● **PROBLEM TO WORK ON**: Can you carry on the passage below, which compares emulating an SBA's digital environment with recreating an organism's niche, starting right after its last sentence?

● **READING PASSAGE**:

○ ○ ○ ○ ○ ○ ○

The example here refers to a SBA having to be installed within a new digital environment for the purpose of an exhibition. To this end it is important to ensure that the significant properties of the SBA influenced by the conditions of the digital environment, are matched by the new system environment. This situation is comparable to that of an organism moved from its niche in the natural biological environment to a newly created biological environment. The niche can be emulated by replicating the original surroundings as precisely as possible with natural flora, fauna and resource settings, or an artificially modelled one with substituted components, for example when the organism is migrated to a zoo. To ensure its well-being and support its natural behaviour, the SEI of the niche that influences these conditions has to be preserved.
Many components and processes that constitute the ecosystem, biological as well as digital, have a great impact on the significant properties of its entities. E.g. the behaviour of a SBA item depends on the available system resources, just like an organism depends on food availability – upgrading computer system memory can affect the execution speed of software programming methods as much as increasing food availability in the niche will affect the foraging rate of an organism. Consequently for the relocation of a SBA object, as well as for that of an organism, one has to determine what the SEI is, i.e. we have to extract it from the original ecosystem for an accurate emulation of the digital environment (see figure above). Even if the SBA does not depend on other running software, it is affected by the interaction of that software with its digital environment, similarly to how organisms affect other living entities by manipulating certain ecosystem features. In the context of emulation the used peripheral, its configuration and the driver have to be preserved as well to conserve the user interaction experience, again similar to the situation where the interaction of the organism with other biological environment entities can be affected by a feature change in the biological environment. The graphic drivers, libraries and display configurations, like resolution and contrast, all belong to SEI because they influence the display of the SBA and therewith the perception of the viewer, as an observer’s perception by taking a picture of the organism can be affected by the settings of his camera. Here the observer is considered as part of the ecosystem.

○ ○ ○ ○ ○ ○ ○

● **SUPPLIED MATERIAL**:
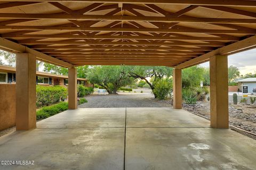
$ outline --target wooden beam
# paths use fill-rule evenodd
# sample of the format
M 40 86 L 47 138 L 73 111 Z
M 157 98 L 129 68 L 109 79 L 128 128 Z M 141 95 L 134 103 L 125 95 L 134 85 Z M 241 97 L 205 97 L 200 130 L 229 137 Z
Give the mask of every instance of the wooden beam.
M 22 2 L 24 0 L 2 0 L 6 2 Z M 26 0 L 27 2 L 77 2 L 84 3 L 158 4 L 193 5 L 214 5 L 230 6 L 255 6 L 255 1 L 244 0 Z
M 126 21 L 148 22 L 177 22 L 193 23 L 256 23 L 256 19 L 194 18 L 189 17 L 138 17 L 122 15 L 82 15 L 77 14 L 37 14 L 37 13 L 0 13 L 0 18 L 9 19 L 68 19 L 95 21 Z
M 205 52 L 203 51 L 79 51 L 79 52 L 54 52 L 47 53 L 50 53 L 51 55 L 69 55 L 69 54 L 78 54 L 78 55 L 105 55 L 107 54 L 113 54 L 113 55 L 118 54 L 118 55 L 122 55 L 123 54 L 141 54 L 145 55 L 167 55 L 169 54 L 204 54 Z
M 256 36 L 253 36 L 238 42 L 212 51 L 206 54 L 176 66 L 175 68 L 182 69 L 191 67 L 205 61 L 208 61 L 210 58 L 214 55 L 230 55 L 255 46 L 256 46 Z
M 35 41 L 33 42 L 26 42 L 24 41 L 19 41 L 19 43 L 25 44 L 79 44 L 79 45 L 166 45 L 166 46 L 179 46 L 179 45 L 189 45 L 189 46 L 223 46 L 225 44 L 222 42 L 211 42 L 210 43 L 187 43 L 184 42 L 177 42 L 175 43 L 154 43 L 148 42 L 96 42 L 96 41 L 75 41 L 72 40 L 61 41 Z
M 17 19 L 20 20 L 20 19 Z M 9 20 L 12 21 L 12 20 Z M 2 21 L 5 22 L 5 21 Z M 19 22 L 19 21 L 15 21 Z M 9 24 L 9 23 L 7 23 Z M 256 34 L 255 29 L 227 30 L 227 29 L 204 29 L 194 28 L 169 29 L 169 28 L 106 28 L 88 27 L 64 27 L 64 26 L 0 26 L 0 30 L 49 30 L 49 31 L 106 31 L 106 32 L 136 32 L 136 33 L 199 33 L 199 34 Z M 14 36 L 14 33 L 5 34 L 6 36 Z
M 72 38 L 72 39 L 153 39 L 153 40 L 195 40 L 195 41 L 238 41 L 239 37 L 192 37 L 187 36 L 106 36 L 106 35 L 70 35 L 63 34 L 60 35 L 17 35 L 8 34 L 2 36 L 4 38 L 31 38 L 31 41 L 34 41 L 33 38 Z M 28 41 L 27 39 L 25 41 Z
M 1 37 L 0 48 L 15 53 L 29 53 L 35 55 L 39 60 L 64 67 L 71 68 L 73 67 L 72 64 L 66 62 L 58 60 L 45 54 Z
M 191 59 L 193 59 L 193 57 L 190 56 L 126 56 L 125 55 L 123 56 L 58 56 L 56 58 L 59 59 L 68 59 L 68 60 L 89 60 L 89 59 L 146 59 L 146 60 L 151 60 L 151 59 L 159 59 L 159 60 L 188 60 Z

○ ○ ○ ○ ○ ○ ○

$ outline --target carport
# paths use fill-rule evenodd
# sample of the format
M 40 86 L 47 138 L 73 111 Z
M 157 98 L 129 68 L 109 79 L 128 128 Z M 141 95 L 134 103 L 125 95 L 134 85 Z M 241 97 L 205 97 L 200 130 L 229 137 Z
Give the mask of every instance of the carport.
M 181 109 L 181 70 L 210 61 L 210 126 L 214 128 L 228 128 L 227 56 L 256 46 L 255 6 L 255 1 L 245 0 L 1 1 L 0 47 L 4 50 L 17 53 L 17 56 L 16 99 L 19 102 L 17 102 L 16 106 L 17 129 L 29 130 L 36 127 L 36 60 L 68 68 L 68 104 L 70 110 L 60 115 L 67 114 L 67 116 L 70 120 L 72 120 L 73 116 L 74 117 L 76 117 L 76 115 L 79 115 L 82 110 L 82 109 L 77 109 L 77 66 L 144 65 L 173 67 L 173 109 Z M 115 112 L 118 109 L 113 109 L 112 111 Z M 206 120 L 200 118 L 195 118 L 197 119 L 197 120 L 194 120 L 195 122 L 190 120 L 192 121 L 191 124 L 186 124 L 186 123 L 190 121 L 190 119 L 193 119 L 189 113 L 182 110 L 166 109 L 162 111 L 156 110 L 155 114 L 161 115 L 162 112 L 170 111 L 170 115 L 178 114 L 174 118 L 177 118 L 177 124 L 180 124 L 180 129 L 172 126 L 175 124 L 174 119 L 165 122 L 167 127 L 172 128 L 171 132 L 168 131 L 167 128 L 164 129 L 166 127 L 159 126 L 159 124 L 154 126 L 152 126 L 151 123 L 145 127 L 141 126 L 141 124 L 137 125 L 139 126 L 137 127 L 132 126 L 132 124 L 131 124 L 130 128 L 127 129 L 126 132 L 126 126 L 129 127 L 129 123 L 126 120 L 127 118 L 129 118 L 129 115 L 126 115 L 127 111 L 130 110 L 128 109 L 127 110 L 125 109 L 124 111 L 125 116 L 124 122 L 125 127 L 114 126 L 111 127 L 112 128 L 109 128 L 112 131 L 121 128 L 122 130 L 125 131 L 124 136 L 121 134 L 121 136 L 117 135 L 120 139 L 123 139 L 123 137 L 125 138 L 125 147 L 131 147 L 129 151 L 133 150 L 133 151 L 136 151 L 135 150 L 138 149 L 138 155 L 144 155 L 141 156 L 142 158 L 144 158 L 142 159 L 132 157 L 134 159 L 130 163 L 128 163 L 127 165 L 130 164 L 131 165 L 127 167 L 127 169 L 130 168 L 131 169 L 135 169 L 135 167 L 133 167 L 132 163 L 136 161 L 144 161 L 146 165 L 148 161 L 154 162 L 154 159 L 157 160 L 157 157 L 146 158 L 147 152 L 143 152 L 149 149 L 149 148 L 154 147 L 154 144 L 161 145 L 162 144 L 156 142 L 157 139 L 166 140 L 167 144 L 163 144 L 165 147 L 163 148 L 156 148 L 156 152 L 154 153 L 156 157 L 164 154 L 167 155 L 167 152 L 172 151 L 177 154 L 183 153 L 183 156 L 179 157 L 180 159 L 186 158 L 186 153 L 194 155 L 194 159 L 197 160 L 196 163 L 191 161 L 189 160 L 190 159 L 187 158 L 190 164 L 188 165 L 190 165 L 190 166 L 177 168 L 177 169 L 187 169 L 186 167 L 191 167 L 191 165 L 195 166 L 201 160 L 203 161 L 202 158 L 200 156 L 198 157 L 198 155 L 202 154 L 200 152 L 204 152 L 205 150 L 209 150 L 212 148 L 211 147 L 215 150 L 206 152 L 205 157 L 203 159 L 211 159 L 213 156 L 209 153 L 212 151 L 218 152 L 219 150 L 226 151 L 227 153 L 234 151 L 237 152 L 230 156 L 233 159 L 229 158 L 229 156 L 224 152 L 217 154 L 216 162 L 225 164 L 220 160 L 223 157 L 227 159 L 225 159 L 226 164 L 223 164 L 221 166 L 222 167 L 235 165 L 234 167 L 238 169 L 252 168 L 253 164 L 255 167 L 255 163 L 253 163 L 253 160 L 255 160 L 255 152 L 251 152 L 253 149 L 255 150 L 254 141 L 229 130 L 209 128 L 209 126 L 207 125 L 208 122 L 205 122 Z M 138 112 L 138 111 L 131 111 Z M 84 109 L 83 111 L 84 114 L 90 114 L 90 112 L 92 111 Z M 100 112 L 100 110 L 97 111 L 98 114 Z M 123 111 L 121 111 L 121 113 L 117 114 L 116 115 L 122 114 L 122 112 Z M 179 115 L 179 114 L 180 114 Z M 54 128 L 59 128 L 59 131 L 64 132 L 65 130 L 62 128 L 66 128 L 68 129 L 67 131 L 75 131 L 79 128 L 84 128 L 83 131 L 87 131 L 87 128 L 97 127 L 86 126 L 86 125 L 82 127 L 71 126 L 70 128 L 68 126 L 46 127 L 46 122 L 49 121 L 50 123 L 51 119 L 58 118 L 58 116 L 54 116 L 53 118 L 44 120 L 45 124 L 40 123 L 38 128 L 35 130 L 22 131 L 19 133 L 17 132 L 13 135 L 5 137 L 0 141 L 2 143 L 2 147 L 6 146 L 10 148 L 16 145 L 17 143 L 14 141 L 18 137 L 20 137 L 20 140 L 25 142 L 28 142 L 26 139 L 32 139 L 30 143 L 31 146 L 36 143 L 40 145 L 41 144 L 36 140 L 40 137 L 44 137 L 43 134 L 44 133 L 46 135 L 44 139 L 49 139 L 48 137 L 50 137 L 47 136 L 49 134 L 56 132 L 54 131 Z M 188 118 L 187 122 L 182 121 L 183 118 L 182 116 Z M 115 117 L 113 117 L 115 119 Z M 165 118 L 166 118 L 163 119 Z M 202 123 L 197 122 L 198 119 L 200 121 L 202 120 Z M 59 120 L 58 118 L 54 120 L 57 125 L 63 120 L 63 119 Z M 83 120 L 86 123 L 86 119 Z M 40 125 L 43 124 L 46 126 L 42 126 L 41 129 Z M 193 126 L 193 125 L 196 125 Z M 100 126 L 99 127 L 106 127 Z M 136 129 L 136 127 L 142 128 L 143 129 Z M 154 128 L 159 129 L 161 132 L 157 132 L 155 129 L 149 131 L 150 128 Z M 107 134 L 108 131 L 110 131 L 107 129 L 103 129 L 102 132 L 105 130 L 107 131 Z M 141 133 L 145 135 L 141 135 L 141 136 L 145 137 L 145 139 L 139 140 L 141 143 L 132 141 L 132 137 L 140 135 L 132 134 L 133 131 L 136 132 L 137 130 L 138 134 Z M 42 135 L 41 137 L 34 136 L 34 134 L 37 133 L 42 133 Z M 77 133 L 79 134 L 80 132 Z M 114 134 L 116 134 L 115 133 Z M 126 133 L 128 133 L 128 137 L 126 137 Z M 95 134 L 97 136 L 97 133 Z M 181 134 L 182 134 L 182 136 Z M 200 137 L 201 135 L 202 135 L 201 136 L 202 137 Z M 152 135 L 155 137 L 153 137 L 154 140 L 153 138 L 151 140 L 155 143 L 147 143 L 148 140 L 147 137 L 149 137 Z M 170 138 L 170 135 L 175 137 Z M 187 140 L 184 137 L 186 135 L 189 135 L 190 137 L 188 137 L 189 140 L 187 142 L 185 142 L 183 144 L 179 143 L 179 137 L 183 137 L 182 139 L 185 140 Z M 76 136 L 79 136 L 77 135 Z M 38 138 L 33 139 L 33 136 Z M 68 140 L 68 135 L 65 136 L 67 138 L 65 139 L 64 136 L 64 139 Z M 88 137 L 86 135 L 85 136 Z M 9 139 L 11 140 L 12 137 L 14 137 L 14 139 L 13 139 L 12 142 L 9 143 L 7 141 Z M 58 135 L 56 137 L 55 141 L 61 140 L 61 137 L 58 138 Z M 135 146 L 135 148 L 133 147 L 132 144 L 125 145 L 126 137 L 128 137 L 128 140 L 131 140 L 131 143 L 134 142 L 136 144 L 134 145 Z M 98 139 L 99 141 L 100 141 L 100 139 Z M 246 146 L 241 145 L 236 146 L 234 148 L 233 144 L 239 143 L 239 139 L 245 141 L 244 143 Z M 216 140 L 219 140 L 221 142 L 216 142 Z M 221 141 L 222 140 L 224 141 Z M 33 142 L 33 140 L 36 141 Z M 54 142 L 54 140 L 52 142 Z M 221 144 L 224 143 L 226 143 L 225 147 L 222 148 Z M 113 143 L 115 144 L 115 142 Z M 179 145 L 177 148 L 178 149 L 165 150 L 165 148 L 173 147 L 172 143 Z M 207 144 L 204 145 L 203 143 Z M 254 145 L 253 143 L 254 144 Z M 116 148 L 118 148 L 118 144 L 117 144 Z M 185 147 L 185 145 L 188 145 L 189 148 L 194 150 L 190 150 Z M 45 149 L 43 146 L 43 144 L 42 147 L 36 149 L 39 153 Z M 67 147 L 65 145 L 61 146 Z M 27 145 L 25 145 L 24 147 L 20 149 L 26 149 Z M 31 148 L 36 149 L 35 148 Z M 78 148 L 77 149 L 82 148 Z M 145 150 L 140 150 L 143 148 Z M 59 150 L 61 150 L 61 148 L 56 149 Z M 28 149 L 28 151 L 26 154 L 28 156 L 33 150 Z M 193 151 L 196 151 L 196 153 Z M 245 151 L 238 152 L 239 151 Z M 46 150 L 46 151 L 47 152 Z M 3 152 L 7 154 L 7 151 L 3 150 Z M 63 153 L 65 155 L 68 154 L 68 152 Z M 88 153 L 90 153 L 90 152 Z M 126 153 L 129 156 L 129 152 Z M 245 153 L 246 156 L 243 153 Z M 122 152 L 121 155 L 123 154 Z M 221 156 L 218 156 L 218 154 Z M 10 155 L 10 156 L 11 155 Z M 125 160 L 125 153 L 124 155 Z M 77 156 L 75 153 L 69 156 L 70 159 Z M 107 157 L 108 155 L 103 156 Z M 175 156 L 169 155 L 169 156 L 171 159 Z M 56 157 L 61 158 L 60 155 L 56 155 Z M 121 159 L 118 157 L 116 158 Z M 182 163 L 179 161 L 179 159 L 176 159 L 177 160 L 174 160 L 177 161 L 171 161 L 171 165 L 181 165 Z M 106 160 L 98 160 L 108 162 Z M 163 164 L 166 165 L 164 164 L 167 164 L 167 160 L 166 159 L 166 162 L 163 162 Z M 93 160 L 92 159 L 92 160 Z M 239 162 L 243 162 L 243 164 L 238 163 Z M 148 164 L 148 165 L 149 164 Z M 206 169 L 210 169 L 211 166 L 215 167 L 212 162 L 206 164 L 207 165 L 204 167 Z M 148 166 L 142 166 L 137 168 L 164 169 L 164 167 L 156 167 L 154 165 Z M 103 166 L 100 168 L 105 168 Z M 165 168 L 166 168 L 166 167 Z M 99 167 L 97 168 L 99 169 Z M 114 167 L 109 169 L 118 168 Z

○ ○ ○ ○ ○ ○ ○

● **ANSWER SPACE**:
In a biological environment, behaviour patterns of organisms can be observed e.g. during the foraging, mating, and social interactions. Likewise, for the move to the new environment it is important to validate the behaviour of the moved object to test the reconstructed niche components. This can be done by the comparison of behaviour patterns with those measured in the original niche.
Patterns for a SBA item can be extracted from measurements of the system resource usage; external API calls, peripheral calls and process timings plus the analysis of log messages. Furthermore, video recordings and documentation of the SBA installation can be used as well. Changes of other ecosystem entities that interact with the SBA, for example a runtime environment change, another version of the programming language installation or storage backend, can result in execution bugs that are comparable with abnormal behaviour of a living being caused by changes in its social interactions with other beings. Information about SBA development is useful for migration, since it can become necessary to recompile new binaries from the source code, dependent on the used programming language and the new system environment. This situation is comparable with an organism that is bred or cloned for better adaptation to changed niche conditions, and so that the outcome preserves the quality and resilience of the migrated object.